§ **Exercise requirements**:
Print every record exactly, omitting all pictures.
[Record extracts]
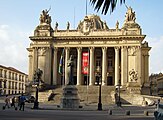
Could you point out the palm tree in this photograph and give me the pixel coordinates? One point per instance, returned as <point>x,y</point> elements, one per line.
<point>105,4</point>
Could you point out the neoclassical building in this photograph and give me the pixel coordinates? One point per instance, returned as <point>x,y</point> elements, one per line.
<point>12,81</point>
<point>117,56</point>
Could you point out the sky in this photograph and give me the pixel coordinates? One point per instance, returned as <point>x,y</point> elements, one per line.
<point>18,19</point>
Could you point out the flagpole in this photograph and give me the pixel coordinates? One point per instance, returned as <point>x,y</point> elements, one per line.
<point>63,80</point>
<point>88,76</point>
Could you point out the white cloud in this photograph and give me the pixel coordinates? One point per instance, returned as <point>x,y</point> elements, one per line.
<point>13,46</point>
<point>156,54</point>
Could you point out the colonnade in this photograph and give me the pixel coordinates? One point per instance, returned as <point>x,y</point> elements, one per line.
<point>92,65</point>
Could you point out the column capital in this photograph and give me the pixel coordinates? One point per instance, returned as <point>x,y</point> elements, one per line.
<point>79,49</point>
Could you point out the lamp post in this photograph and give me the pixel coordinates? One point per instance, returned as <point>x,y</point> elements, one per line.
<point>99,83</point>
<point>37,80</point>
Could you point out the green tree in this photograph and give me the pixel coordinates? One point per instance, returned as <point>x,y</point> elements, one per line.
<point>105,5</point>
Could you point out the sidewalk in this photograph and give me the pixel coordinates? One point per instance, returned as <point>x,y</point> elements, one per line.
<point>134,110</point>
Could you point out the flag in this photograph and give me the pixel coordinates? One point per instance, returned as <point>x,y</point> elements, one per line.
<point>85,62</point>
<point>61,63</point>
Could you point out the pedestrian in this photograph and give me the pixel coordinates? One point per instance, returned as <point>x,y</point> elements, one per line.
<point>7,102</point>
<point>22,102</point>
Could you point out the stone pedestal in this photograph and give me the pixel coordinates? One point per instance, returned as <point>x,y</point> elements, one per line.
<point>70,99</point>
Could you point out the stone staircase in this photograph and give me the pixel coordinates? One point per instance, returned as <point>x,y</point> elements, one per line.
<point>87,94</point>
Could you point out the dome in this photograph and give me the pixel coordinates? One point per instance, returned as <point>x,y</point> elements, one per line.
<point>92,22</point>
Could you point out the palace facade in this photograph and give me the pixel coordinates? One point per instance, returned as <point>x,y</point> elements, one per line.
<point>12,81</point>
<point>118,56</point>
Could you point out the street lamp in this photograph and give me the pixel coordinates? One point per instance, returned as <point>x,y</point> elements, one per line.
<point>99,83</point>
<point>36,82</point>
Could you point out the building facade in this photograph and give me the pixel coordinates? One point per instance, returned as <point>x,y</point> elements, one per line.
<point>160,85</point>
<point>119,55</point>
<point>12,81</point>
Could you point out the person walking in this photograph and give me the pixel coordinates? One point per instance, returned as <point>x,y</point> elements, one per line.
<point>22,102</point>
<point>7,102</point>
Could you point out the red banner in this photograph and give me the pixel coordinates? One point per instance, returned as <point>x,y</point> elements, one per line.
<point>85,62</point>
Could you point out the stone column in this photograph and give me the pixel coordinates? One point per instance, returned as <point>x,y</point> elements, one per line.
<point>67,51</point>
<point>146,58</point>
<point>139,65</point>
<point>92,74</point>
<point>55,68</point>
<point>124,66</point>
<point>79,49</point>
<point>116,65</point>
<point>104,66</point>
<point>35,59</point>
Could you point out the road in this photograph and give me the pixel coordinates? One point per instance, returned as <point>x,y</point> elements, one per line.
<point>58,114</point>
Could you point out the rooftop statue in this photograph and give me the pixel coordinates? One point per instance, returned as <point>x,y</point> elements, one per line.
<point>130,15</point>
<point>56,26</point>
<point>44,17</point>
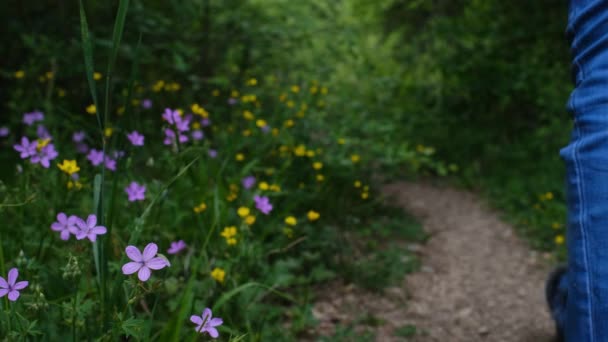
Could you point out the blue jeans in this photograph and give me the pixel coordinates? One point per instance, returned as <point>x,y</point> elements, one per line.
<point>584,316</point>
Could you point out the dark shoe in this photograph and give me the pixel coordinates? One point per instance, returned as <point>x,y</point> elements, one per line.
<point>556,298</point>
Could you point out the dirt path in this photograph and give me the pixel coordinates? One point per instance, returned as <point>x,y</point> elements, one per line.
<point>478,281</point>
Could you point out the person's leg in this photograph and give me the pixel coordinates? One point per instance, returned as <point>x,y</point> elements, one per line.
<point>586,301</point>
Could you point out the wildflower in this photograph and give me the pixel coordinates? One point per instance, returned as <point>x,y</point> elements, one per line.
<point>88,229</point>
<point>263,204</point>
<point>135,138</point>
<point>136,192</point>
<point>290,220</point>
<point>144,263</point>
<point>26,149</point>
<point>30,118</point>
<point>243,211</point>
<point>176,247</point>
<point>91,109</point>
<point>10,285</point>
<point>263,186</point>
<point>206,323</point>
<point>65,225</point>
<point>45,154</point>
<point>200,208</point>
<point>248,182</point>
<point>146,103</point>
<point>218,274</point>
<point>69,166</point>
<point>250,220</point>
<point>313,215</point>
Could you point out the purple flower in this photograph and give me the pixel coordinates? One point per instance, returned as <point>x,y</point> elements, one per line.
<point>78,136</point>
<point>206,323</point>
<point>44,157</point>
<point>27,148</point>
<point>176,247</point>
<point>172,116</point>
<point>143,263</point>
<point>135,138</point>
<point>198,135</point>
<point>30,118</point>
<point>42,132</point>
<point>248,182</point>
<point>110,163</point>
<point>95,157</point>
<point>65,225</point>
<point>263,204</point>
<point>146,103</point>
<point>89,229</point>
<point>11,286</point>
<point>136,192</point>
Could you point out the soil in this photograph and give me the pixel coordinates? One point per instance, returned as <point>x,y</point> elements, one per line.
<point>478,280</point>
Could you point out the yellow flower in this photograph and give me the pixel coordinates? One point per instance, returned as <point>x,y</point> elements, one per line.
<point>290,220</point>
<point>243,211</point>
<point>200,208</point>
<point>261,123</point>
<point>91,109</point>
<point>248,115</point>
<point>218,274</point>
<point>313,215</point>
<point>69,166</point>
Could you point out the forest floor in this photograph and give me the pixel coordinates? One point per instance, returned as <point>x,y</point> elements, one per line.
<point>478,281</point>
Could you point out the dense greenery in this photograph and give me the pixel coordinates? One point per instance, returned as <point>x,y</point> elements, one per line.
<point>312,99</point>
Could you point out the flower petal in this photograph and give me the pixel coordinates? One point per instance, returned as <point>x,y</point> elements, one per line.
[/Record extracts]
§ **Result of the task**:
Could you point out the palm tree in this photograph and give me the pixel coordinates? One point per instance, returned as <point>x,y</point> elements, one per line.
<point>105,4</point>
Could you point out the neoclassical building in this photograph and give me the pixel coordinates? One point per instance, returned as <point>x,y</point> elements, one per line.
<point>12,81</point>
<point>117,56</point>
Could you point out the sky in this photograph and give me the pixel coordinates? One point per instance, returned as <point>x,y</point> elements, one per line.
<point>18,19</point>
Could you point out the flagpole in this photograph and give me the pixel coordinates? One point per instance, returned as <point>x,y</point> elements, one per line.
<point>63,80</point>
<point>88,76</point>
Could you point out the white cloud in this photograph and give me the pixel coordinates? One point per instance, returned as <point>x,y</point> elements, one per line.
<point>13,46</point>
<point>156,54</point>
Could you point out the colonnade in this photograph and give me the pixel coordinates? One point per instance, returned as <point>x,y</point> elements, one per line.
<point>92,65</point>
Could you point out the column capital in this photograph and give me the pixel coordinates? One point per instance, returned as <point>x,y</point> elements, one per line.
<point>79,49</point>
Could you point out the lamp post in this photograph and give me the pixel coordinates? One point per instance, returned as <point>x,y</point> elements, one per line.
<point>99,83</point>
<point>37,80</point>
Could you point out the green tree in this photograph and give me the pixel coordinates? One point per instance, returned as <point>x,y</point> elements, one per line.
<point>105,5</point>
Could you point out the sidewalk in this photograph and give me the pixel coordinates? One point per instance, returned as <point>x,y</point> elements, one per line.
<point>134,110</point>
Could you point out the flag in this photograph and give me the pixel coordinates? One point per instance, returned as <point>x,y</point> elements, one per line.
<point>85,62</point>
<point>61,63</point>
Could you point out the pedestrian in this photograph and give me the pixel coordinates? One point per instance, returned as <point>x,y</point> elements, one per line.
<point>7,102</point>
<point>22,102</point>
Could you point out the stone pedestal in this photograph and give me the pixel coordinates? One point per instance, returned as <point>x,y</point> elements, one per line.
<point>70,99</point>
Could you point out the stone staircase in this photograph and give me the pixel coordinates? One point per instance, returned as <point>x,y</point> elements, one per line.
<point>87,94</point>
Could you point out the dome in this photograph and give me the pixel coordinates? One point per instance, returned as <point>x,y</point> elements, one per line.
<point>92,22</point>
Could you point out the palace facade in this photograph and give me the pixel coordinates? One point per instance, returned as <point>x,y</point> elements, one per line.
<point>12,81</point>
<point>118,56</point>
Could you point out the street lamp in this photograph and give me the pixel coordinates? One point per instance, returned as <point>x,y</point> elements, one per line.
<point>99,83</point>
<point>36,82</point>
Could you point out the building facade in this photograph and give me the pixel coordinates? One point per instance, returned as <point>x,y</point> elements, one per line.
<point>160,85</point>
<point>119,55</point>
<point>12,81</point>
Could you point out the person walking in this photograph and give me the pixel coordinates? One point per instance, returned as <point>x,y</point> elements, one per line.
<point>22,102</point>
<point>7,102</point>
Could you point out the red banner in this photograph and give me the pixel coordinates? One point per instance, returned as <point>x,y</point> elements, one per line.
<point>85,62</point>
Could you point out the stone column in this photograph and give me the pixel coordinates? One point per instance, returned as <point>x,y</point> elements, one per line.
<point>67,51</point>
<point>146,58</point>
<point>139,65</point>
<point>92,74</point>
<point>55,68</point>
<point>124,66</point>
<point>79,49</point>
<point>116,65</point>
<point>104,66</point>
<point>35,59</point>
Could you point out the road in this photograph and give me the pixel coordinates? One point per instance, returned as <point>x,y</point> elements, one per line.
<point>58,114</point>
Could you point out the rooftop statue in this photograph and give me the pixel coordinates? One point per instance, returned as <point>x,y</point> elements, one per line.
<point>130,15</point>
<point>56,26</point>
<point>44,17</point>
Could you point out the blue jeans in this photograph and give me the pixel coordinates? One point per instance, returned as <point>x,y</point> elements, one per line.
<point>584,316</point>
Could you point out the dark shoe in this photograph and give me the pixel coordinates? One point per instance, returned as <point>x,y</point> elements, one per line.
<point>556,298</point>
Could you point out the dirt path in this photograph and give me the pixel coordinates? One point per instance, returned as <point>x,y</point> elements, one per line.
<point>478,281</point>
Could you point out the person's leg in this photograph and give me the pixel coordinates? One point per instance, returned as <point>x,y</point> elements, one per line.
<point>586,301</point>
Could you point out the wildflower in this photograph and give me the pixel coordinates? One point per instance, returned as <point>x,y</point> elements, one per line.
<point>88,229</point>
<point>263,204</point>
<point>135,138</point>
<point>136,192</point>
<point>290,220</point>
<point>144,263</point>
<point>26,149</point>
<point>30,118</point>
<point>243,211</point>
<point>176,247</point>
<point>91,109</point>
<point>10,285</point>
<point>263,186</point>
<point>206,323</point>
<point>65,225</point>
<point>45,154</point>
<point>200,208</point>
<point>248,182</point>
<point>146,103</point>
<point>218,274</point>
<point>69,166</point>
<point>250,220</point>
<point>313,215</point>
Could you point out the purple flower in this photograph and give me the pixel coordinates? One point per instance, returned as <point>x,y</point> elements, one per line.
<point>78,136</point>
<point>206,323</point>
<point>44,157</point>
<point>27,148</point>
<point>176,247</point>
<point>172,116</point>
<point>143,263</point>
<point>135,138</point>
<point>198,135</point>
<point>30,118</point>
<point>42,132</point>
<point>248,182</point>
<point>110,163</point>
<point>95,157</point>
<point>65,225</point>
<point>263,204</point>
<point>146,103</point>
<point>89,229</point>
<point>11,286</point>
<point>136,192</point>
Could you point out the soil in this photograph and give me the pixel coordinates? One point per instance, returned as <point>x,y</point> elements, one per line.
<point>478,280</point>
Could you point out the yellow flower in this photograph and give me the pixel coordinates? One point per instance, returned as <point>x,y</point> elements, one per line.
<point>290,220</point>
<point>243,211</point>
<point>200,208</point>
<point>261,123</point>
<point>91,109</point>
<point>248,115</point>
<point>218,274</point>
<point>313,215</point>
<point>69,166</point>
Could you point out the forest floor in this photograph and give me the pixel coordinates? One point per instance, returned as <point>x,y</point> elements, one per line.
<point>478,281</point>
Could you point out the dense greenery in this photograph and give me the pixel coordinates? One point per instance, returned as <point>x,y</point> elements, one per line.
<point>312,99</point>
Could you point out the flower petal in this photograph and give me the pixel coordinates? One point per instance, returned as <point>x,y</point> elements, one per line.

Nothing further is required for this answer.